• [Short problem]
Pick up the article about the Birmingham City Council denying The Furnace a dance permit where it stops, and keep it going.
** START OF Source excerpt **
City Hall — Council Says No To Strippers


May 05, 2005

Satan continues to lurk in the corridors of City Hall, this time as a link connecting Birmingham to the global sex trade. At the April 19 City Council meeting, morality crusaders expressed dismay that the city would consider opening a topless bar in an industrial and historic district directly across from Sloss Furnaces.

Known as The Furnace, the club is an imposing structure that has been advertising and selling memberships before receiving the necessary permits to open. The Furnace has been in the planning stages since 1999, when the previous City Council denied a Division II dance permit. The club sued over that decision in January 2000 and an agreement was reached to resolve the lawsuit. However, a battle with the state Alcohol Beverage Control Board has delayed the opening. In November 2004, Councilor Carole Smitherman spoke in favor of The Furnace and its tax benefit to the city. (The Council approved the club’s liquor license in May 2004.) But by April, Smitherman had changed her mind and voted with the majority to deny the club a dance permit by a six to three vote. Councilors Roderick Royal, Bert Miller, and Elias Hendricks voted in favor of the club.

The rhetoric of moral and economic zealots was as fascinating as the car wash drama in the council chambers two weeks previous when a license for that business was denied. “I am a recovering sexual addict myself!” admitted Paul Hughes, a ministry veteran of 23 years who works for Intervarsity Christian Fellowship, a campus ministry with an office a few blocks north of The Furnace. Hughes said that he has observed “my peers dealing with issues of sexual addiction and the ‘tsunami’ of social cost that the multi-billion-dollar pornography industry celebrates and profits from in terms of what it’s costing our men, our women, in relationships, in marriages, [and] the destruction of these marriages.” Hughes continued: “I’m made of the same cloth as those who will be satisfied in their desires by these men who are for this. I’m saying that there is a global sex industry that you do not want to say ‘yes’ to in the heart of Birmingham, right between the national historic site of Sloss Furnace [sic] and the Hope VI project!” Hughes finished with a flourish: “They want to be the flagship and put a very pretty face on a very destructive force in our city, with their billboards along every major highway . . . if we continue to say ‘yes’ to sex trade that is global, it won’t only affect young men in Birmingham but also young women in Romania and Eastern Europe, who right now are being imported through Mexico City, pimped and prostituted and then imported into Atlanta, New Orleans, to be a part of the auxiliary illegal sex trade.”
** END OF Source excerpt **
** START OF Extracted entries **
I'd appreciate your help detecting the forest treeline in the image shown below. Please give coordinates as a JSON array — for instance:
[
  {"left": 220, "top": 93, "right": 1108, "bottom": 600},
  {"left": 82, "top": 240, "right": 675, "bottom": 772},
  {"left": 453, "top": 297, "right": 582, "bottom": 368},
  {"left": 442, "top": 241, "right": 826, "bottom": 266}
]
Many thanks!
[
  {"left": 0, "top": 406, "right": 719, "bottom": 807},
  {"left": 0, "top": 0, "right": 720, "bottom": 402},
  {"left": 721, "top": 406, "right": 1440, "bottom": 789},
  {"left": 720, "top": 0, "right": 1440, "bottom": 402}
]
** END OF Extracted entries **
** START OF Extracted entries **
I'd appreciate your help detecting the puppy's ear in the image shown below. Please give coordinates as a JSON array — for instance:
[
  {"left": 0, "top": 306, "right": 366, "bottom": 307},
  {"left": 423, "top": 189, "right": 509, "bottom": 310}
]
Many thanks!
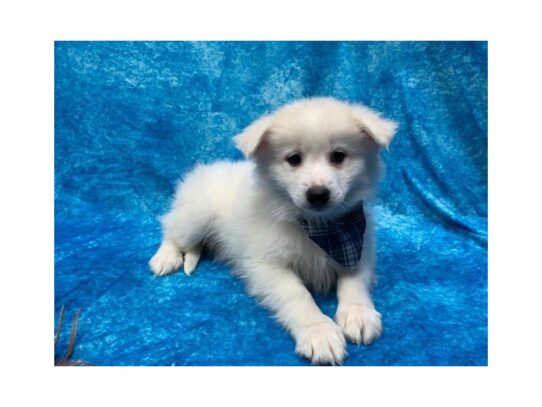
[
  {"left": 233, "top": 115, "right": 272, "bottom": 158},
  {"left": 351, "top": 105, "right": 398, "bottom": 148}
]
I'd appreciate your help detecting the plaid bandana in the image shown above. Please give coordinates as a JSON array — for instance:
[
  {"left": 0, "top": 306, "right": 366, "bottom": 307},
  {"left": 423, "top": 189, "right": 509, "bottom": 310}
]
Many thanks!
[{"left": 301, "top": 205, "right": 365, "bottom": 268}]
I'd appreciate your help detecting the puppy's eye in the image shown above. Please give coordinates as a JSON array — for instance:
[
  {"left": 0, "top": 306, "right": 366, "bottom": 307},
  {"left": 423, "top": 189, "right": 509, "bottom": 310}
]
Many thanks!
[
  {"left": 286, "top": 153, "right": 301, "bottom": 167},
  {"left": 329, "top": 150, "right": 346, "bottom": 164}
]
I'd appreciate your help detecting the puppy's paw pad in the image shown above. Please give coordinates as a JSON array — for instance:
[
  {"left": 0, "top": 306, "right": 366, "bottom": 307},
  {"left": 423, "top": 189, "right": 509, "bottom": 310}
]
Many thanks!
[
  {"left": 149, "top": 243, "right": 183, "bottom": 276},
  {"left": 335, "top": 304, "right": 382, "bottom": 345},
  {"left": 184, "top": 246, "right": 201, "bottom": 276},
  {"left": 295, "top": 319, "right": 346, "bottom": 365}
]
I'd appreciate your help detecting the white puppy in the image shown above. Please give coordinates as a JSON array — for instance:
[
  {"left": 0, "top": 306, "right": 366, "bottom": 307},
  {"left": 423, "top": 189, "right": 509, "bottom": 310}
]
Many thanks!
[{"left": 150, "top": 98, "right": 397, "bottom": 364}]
** END OF Extracted entries **
• [Answer to the task]
“First and foremost, this is not against the law. It was not against the law when the people initially invested their money, and it’s not against the law now.” —City Councilor Elias Hendricks

Steve Upton, owner of Crane Works at 2728 8th Avenue North, represented the economic interest that seemed to more effectively instill fear in the hearts of city officials; he threatened to pull his business out of Birmingham. Speaking on behalf of a real estate company that he owns as well as Crane Works, Upton said, “As far as statistics go, Crane Works today is already spending $250,000 in property taxes, payroll taxes, sales tax license, and business license,” said Upton. “And that’s in a business that’s only been growing for six years. If things turn for the worse, we could pack our bags and leave the city.” Ironically, the mammoth Crane Works building was erected directly across the street from an adult book store.

Mark Polson, who identified himself as a defense attorney who has practiced law for 30 years and has represented women employed at other strip clubs in town, said that what the exotic dancers share in common are prostitution and drug addiction. “What do you think goes on in those private rooms?” Polson asked the Council, noting that prostitution is how these women pay for their addictions.

Several women addressed the Council next, quoting scripture. One said she had solicited opinions from surrounding businesses refuting information she had received that the majority in the area were in favor of the club. “My friend and I just didn’t believe that,” she said. “We spent three days going around the industrial park. We talked to at least 20 businesses—huge businesses. Most said, ‘We wish it would fall into the ground.’ And I’m going to say ‘an ugly,’ that it is a whorehouse and a drug place. And we don’t like looking at the naked ladies that are painted on the corners of the building.” She added, “It’s an industrial area and should not be a red-light district.”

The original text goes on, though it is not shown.